- **WHAT YOU NEED TO DO**
Provide the data again in its entirety, exactly as given.

— Begin SUPPLIED MATERIAL —

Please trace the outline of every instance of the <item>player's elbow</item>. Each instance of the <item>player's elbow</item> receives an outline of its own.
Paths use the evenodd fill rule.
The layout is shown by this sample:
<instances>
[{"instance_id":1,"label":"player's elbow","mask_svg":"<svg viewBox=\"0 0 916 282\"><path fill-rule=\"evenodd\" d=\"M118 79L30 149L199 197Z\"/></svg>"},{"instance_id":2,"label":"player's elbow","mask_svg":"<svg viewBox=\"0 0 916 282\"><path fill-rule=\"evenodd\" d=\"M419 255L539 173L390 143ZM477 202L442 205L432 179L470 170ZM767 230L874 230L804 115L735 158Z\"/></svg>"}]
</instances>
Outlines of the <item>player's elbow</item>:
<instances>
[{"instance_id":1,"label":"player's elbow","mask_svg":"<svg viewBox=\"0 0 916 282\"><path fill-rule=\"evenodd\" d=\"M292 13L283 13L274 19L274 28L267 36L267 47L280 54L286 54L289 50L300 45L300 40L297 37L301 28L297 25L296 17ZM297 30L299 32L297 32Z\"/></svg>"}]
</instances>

— End SUPPLIED MATERIAL —

- **RESULT**
Please trace the outline of every instance of the <item>player's elbow</item>. Each instance of the <item>player's elbow</item> receives an outline of its own.
Paths use the evenodd fill rule.
The layout is shown by this sample:
<instances>
[{"instance_id":1,"label":"player's elbow","mask_svg":"<svg viewBox=\"0 0 916 282\"><path fill-rule=\"evenodd\" d=\"M118 79L30 149L199 197Z\"/></svg>"},{"instance_id":2,"label":"player's elbow","mask_svg":"<svg viewBox=\"0 0 916 282\"><path fill-rule=\"evenodd\" d=\"M419 255L539 173L390 143ZM477 202L442 205L432 179L470 170ZM767 230L874 230L804 115L735 158Z\"/></svg>"}]
</instances>
Outlines of the <item>player's elbow</item>:
<instances>
[{"instance_id":1,"label":"player's elbow","mask_svg":"<svg viewBox=\"0 0 916 282\"><path fill-rule=\"evenodd\" d=\"M292 13L283 13L274 19L274 28L267 36L267 47L280 54L286 54L289 50L300 45L300 40L297 37L301 28L297 25L296 17ZM297 30L299 32L297 32Z\"/></svg>"}]
</instances>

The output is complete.